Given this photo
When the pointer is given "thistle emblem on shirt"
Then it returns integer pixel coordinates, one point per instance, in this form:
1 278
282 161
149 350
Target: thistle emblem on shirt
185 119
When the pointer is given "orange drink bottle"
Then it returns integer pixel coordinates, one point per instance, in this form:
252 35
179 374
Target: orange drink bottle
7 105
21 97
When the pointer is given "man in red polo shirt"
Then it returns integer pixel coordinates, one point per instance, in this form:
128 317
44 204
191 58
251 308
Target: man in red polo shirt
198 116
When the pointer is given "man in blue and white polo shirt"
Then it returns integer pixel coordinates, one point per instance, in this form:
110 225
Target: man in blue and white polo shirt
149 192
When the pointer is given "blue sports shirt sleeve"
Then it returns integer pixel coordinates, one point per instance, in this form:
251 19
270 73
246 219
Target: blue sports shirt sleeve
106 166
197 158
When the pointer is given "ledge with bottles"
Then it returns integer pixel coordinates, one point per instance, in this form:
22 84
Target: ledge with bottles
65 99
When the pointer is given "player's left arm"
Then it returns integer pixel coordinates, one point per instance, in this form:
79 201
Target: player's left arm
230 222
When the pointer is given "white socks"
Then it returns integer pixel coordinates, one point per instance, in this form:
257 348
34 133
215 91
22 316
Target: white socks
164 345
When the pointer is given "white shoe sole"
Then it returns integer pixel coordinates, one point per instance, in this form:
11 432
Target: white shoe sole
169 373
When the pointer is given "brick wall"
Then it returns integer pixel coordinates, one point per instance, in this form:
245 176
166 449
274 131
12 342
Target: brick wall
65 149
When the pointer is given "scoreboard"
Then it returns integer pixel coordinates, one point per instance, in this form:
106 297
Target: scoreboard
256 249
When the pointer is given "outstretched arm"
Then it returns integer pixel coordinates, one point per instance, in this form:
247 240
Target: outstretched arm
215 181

### Task brief
Reproduce each entry word for word.

### Written solution
Given this photo
When the pointer is given "thistle emblem on shirt"
Then it returns integer pixel coordinates, one point per instance, in this form:
1 278
282 161
149 350
Target: thistle emblem on shirt
185 119
When the pointer is given "orange drink bottle"
Then it returns integer pixel coordinates, one point per instance, in this form:
252 35
179 374
Target: orange drink bottle
7 105
21 97
When the pointer is given "man in red polo shirt"
Then it returns integer pixel coordinates, one point per instance, in this form:
128 317
44 204
191 58
251 308
Target: man in red polo shirt
198 116
When the pointer is given "man in blue and white polo shirt"
Then it returns integer pixel coordinates, one point per instance, in this form:
110 225
Target: man in blue and white polo shirt
149 192
When the pointer is given "blue sports shirt sleeve"
Then it returns integer pixel coordinates, one point per instance, in this form:
251 19
270 73
246 219
Target: blue sports shirt sleeve
106 166
197 158
When the pointer is given "ledge with bottles"
Then it returns integer pixel coordinates, one point per instance, in this form:
22 84
Target: ledge with bottles
65 99
When the pointer is given "player's left arm"
Then it returns integer pixel coordinates, one point per instance, in this form:
79 201
Target: player's left arm
230 222
When the pointer is given "white socks"
Then it returns integer pixel coordinates, one point per instance, in this form:
257 348
34 133
215 91
22 316
Target: white socks
164 345
When the pointer is given "white shoe sole"
Then it returns integer pixel coordinates, one point per instance, in this form:
11 432
Target: white shoe sole
169 373
When the pointer is given "brick wall"
Then it returns integer pixel coordinates, one point per instance, in this form:
245 176
166 449
274 131
12 342
Target: brick wall
65 149
When the pointer is given "scoreboard"
Then it returns integer pixel coordinates, one point per instance, in this form:
106 297
Target: scoreboard
256 249
When the pointer is given "outstretched arm"
Then it returns integer pixel coordinates, one point per instance, in this form:
247 240
Target: outstretched arm
215 181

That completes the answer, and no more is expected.